[Given data]

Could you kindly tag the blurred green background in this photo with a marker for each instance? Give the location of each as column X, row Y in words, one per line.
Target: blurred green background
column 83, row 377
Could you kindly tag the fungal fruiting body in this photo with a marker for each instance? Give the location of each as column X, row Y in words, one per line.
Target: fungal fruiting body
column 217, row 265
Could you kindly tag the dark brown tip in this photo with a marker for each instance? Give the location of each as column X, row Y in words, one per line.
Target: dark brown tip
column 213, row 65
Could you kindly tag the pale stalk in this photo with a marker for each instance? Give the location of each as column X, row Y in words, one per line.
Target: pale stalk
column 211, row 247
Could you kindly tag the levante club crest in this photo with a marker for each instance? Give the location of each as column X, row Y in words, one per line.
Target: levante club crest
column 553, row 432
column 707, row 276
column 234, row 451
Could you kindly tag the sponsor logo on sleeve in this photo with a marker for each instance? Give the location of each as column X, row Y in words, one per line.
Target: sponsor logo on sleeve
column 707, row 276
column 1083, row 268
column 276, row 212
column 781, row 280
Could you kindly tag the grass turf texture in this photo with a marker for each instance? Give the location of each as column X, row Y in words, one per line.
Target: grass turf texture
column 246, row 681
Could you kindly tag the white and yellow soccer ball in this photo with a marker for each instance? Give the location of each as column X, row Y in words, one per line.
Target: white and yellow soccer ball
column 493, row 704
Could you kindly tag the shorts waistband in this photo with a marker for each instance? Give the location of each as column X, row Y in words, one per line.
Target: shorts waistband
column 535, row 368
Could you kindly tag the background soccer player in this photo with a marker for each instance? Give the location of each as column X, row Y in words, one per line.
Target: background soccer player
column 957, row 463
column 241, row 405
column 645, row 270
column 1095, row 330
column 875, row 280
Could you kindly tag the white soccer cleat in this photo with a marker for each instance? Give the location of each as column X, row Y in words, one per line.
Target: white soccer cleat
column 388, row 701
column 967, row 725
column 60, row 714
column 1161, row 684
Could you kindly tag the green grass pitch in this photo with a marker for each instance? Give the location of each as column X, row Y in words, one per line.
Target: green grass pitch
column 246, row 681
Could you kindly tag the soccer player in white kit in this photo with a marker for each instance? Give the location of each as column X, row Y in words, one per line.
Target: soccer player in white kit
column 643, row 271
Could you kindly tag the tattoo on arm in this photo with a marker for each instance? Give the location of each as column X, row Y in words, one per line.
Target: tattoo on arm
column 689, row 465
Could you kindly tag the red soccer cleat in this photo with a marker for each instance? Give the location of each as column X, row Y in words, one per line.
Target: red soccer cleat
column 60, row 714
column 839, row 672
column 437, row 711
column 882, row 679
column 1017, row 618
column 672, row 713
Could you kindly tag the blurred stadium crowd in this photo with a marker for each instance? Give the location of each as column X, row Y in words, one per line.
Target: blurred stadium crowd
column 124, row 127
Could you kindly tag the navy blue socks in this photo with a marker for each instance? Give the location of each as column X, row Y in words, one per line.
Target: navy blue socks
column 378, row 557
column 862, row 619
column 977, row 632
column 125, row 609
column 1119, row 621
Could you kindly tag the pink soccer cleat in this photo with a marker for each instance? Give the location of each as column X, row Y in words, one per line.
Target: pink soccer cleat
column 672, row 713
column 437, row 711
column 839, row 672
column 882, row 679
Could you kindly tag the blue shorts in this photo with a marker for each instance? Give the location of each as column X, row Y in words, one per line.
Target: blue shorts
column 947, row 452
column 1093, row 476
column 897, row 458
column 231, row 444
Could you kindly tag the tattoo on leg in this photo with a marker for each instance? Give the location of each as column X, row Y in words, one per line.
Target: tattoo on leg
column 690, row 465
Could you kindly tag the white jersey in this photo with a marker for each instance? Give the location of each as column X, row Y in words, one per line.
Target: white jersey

[/Given data]

Task » Output nothing but the lines from the one containing "Target: blue shorts" through the last line of the data, exactly as they stand.

Solution »
Target: blue shorts
column 947, row 452
column 1093, row 476
column 897, row 458
column 231, row 444
Could you kindly tag the tattoo on leg in this photo with a marker for each instance? Give the location of each as column X, row Y in words, one per line.
Target: tattoo on leg
column 690, row 465
Could you kindly tag the white jersey in this photo with a marker for each instance? Give the location of each as column X, row Y in words, one per line.
Target: white jersey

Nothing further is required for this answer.